* [Текст для чтения]
• • • • •

Мама приготовила кофе и пирог. Она сказала папе: ей кажется, что Латиф больше не чувствует себя удобно в ее присутствии. Но мы с сестрами присоединились к отцу и его старому другу. Латиф смотрел только на отца и говорил исключительно с ним. Мне было тогда лет семь, но помню, что услышала, как он говорит о том, что нам – маме и девочкам – нужно носить хиджаб (шарф на голове) и что папа должен подумать о «джихаде, который мусульмане ведут в Афганистане». Также он сказал, что отец должен перестать дружить с дядей Томми, потому что он гей.
Позже нам стало известно, что Латиф связался с пакистанскими группировками, которые поддерживали войну против Советского Союза. В конце концов, он стал частью движения моджахедов, хотя конкретные детали мы так и не узнали. Тогда как арабский термин «моджахед» называет человека, осуществляющего джихад, обычно это слово используется для описания разобщенного движения исламистов в Афганистане против Советского Союза. Когда я спросила отца, с какими группировками был связан Латиф, папа ответил, что никогда не спрашивал, потому что не хотел знать ответ.
Бесцеремонность Латифа привела отца в ярость. Он сказал старому другу, что у того нет никакого права приходить в чужой дом и рассказывать хозяину, что такое ислам, указывать ему, как должны одеваться его жена и дочери или с кем ему дружить.
Мама услышала, что отец повысил голос, и пошла убедиться, все ли в порядке.
– Томми – наш друг, и если он тебе не нравится, можешь сам не ходить сюда! – услышала я слова отца.
Латиф собрал свои вещи и ушел.

• • • • •

* [Задание 1] С кем, как сказал Латиф в рассказе о Латифе, отцу нужно было перестать дружить?
* [Задание 2] Продолжите рассказ о Латифе сразу после фразы «Латиф собрал свои вещи и ушел».
Записи никак не связаны с рассказом о Латифе.

• • • • •

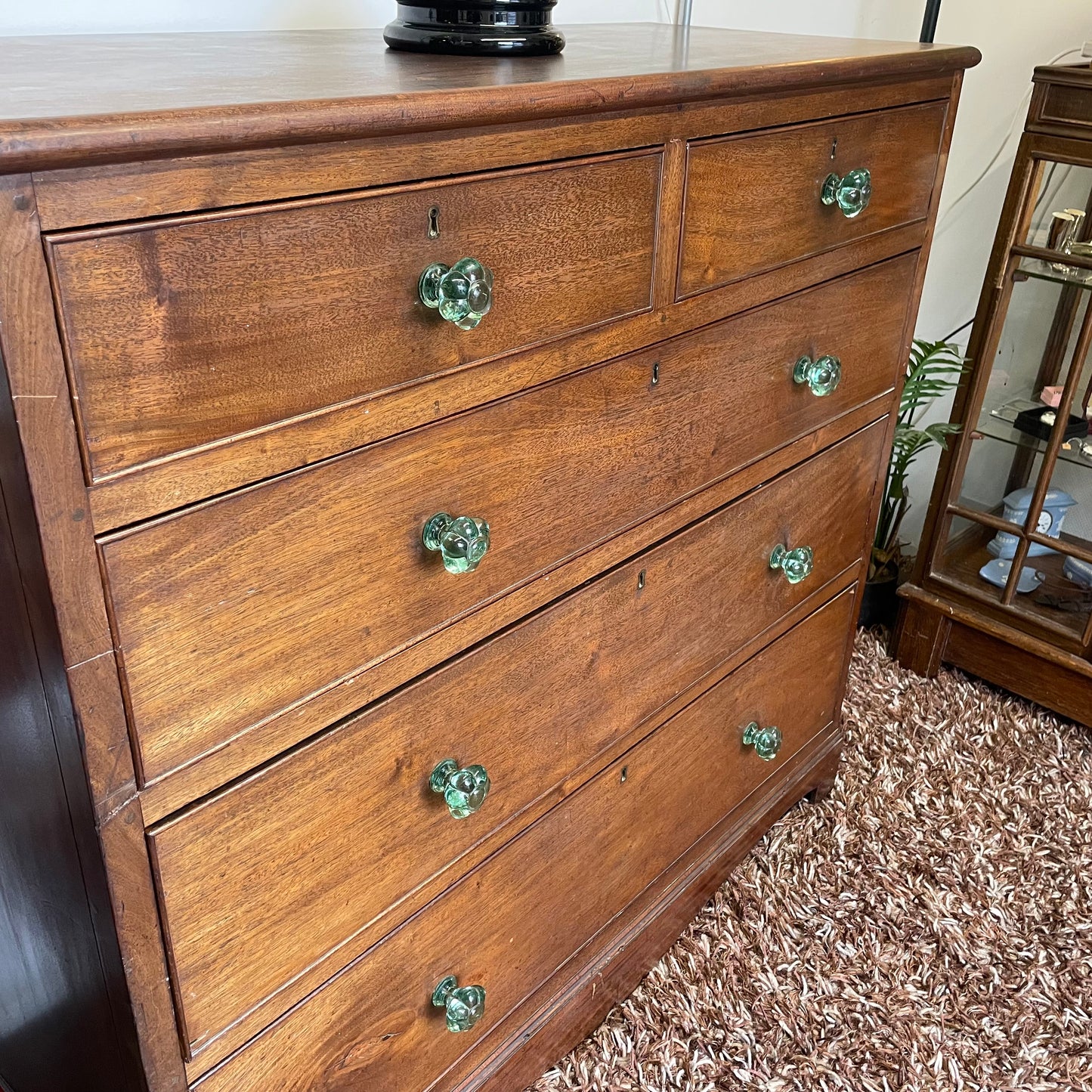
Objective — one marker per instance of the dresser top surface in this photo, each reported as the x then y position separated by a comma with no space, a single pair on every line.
119,96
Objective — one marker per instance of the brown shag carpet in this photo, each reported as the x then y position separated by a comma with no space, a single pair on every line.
928,926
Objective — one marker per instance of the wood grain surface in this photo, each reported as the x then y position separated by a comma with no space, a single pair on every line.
775,214
515,920
101,98
187,333
234,611
261,883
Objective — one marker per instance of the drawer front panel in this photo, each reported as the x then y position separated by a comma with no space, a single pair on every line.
261,883
755,203
230,613
183,334
515,920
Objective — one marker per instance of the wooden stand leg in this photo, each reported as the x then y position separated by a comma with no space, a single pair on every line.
920,637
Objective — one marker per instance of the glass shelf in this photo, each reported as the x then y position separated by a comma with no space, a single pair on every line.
1045,271
998,428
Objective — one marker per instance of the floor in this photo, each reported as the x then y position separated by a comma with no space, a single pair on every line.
928,926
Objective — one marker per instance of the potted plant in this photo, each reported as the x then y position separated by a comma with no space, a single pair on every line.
935,368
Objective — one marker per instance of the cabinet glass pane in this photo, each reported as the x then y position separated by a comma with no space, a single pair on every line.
1062,188
1035,356
988,476
966,554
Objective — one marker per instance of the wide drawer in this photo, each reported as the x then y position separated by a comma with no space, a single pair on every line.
262,883
230,613
755,203
511,923
183,333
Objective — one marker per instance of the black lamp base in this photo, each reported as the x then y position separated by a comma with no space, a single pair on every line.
500,29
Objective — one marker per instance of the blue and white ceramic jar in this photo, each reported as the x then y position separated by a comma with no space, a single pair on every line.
1017,503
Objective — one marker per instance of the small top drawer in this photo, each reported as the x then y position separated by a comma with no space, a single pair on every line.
757,203
183,333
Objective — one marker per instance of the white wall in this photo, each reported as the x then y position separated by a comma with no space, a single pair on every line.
1013,37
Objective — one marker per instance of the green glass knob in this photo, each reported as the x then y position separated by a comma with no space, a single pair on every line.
464,1005
795,564
461,292
461,540
822,376
464,790
766,741
851,193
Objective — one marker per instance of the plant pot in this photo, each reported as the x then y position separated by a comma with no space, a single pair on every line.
879,604
476,27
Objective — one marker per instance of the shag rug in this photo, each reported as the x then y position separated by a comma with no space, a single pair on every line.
927,926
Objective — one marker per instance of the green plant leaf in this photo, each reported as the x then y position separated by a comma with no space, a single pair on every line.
933,370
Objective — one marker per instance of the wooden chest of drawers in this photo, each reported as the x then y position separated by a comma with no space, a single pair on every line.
432,665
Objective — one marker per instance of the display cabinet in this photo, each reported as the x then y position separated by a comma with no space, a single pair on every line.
1004,581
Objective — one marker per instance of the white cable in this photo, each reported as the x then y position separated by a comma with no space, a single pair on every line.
1017,116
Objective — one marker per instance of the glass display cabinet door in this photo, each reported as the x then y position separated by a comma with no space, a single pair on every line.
1017,527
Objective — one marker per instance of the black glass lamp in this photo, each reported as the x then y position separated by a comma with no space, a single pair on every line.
497,29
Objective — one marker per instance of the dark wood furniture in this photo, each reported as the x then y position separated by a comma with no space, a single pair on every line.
1033,330
238,416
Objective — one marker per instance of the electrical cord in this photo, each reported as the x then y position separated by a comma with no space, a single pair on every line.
1017,115
1005,144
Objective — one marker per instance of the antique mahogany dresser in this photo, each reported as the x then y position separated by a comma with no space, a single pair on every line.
437,491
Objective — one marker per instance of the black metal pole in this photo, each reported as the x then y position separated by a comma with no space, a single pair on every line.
930,23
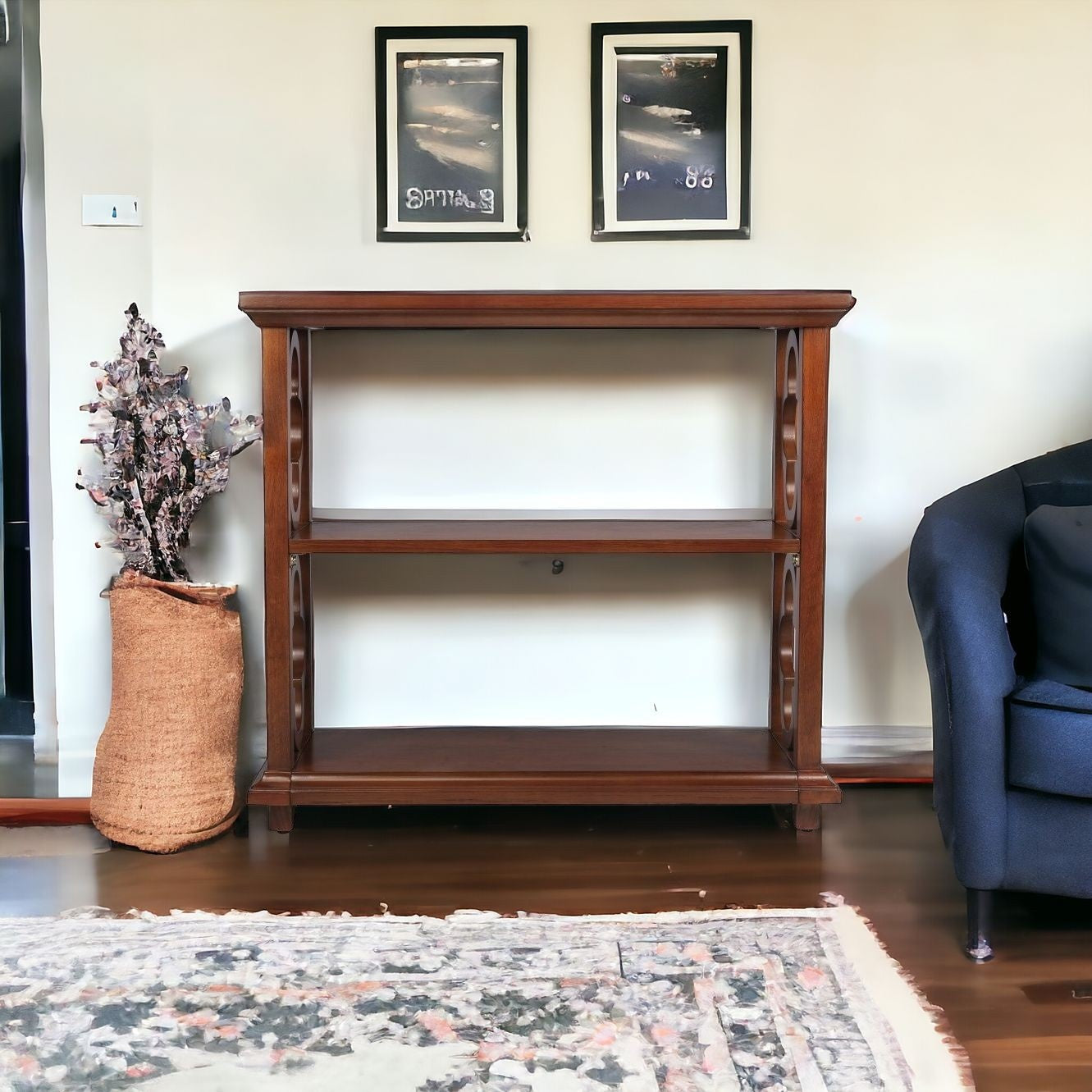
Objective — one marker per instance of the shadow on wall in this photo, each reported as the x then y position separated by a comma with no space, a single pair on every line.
880,629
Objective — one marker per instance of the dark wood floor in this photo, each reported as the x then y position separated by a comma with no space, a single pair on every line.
880,850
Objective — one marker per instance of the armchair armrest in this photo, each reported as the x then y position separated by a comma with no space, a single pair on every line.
960,561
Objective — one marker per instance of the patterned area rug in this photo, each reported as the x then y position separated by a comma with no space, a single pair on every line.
779,1000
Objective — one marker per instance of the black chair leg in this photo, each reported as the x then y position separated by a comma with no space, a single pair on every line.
980,925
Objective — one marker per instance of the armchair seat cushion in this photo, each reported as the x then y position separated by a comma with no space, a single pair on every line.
1051,738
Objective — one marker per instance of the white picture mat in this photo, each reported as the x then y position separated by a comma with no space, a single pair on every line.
509,129
732,129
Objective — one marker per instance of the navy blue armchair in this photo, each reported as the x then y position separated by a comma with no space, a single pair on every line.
1012,781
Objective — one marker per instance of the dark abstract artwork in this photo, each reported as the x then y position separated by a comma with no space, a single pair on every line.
451,142
670,130
672,151
450,126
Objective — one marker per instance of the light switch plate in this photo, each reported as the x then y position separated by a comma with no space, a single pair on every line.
112,210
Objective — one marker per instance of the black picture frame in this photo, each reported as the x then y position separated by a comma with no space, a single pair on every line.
669,30
386,231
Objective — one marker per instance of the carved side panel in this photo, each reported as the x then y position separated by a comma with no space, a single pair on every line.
785,653
303,652
299,512
786,442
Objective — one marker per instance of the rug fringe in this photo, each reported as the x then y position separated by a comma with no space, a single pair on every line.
937,1016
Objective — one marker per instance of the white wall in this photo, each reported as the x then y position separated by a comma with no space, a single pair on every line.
927,155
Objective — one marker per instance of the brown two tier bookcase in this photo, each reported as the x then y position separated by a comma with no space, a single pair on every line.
779,765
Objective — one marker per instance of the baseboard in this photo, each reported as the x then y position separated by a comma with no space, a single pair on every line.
45,811
867,755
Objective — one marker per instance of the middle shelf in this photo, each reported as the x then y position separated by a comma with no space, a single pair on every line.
458,531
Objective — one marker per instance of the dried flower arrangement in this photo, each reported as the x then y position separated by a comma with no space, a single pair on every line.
162,454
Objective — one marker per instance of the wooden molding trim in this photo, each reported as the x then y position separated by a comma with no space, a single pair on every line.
448,310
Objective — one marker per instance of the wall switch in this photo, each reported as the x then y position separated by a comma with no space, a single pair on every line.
112,210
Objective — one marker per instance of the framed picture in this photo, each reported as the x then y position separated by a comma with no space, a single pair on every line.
451,134
670,130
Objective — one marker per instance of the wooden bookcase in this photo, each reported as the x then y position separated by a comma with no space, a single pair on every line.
781,765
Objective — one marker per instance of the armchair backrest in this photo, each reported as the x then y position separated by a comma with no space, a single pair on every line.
1062,477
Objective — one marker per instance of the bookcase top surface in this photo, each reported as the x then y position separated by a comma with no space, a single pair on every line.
762,309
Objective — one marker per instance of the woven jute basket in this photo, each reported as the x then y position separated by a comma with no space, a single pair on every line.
165,764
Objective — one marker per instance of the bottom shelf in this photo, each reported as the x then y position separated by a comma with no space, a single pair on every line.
543,765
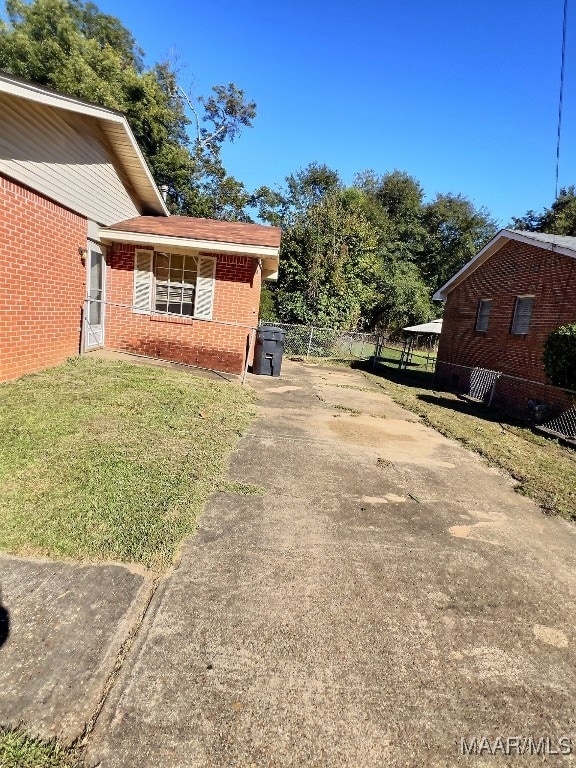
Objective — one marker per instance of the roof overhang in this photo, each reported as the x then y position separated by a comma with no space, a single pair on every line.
498,242
114,127
188,243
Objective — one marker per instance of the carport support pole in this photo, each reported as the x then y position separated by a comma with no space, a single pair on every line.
310,341
250,348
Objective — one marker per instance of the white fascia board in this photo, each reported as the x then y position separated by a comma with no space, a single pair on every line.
497,242
39,95
186,243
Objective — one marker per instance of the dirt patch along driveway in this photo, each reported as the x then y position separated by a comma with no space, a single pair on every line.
386,597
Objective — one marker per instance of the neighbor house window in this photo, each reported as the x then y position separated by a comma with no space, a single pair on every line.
175,284
483,317
522,315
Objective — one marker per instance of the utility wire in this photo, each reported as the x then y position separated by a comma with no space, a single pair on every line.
561,96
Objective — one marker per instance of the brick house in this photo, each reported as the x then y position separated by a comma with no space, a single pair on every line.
84,231
500,308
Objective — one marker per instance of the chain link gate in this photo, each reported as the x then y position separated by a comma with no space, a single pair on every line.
311,341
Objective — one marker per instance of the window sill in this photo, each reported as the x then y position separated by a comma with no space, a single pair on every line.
178,319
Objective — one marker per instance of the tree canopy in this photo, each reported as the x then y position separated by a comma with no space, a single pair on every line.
558,219
369,255
364,256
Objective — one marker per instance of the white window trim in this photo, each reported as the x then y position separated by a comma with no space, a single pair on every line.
514,315
145,282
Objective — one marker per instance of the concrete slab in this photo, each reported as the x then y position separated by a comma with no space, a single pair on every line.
389,596
64,626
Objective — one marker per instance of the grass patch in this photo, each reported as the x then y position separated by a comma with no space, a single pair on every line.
112,461
19,750
544,469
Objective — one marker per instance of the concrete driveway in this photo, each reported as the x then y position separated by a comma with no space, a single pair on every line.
387,596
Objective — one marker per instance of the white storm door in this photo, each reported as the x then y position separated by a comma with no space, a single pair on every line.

• • • • •

* [Ответ 1] С дядей Томми, потому что тот гей.

* [Ответ 2]
Через несколько недель папа пришел домой и сказал, что видел Латифа в центре города с другими бородатыми мужчинами. Они поставили под тентом стулья и стол и разложили там книги, пытаясь обратить людей в свой вариант ислама и рассказать им о войне в Афганистане. Они говорили с иммигрантами, но обращались и к немцам, у многих из которых остался горький осадок после разделения Германии и которые ненавидели Советы.
– Там были люди из Алжира, Марокко, Пакистана. Все они призывали поддержать «джихад» в Афганистане, – рассказывал отец.
Он велел маме больше никогда не пускать Латифа в дом.
– Я не хочу, чтобы у тебя или у наших дочерей было что-то общее с такими людьми.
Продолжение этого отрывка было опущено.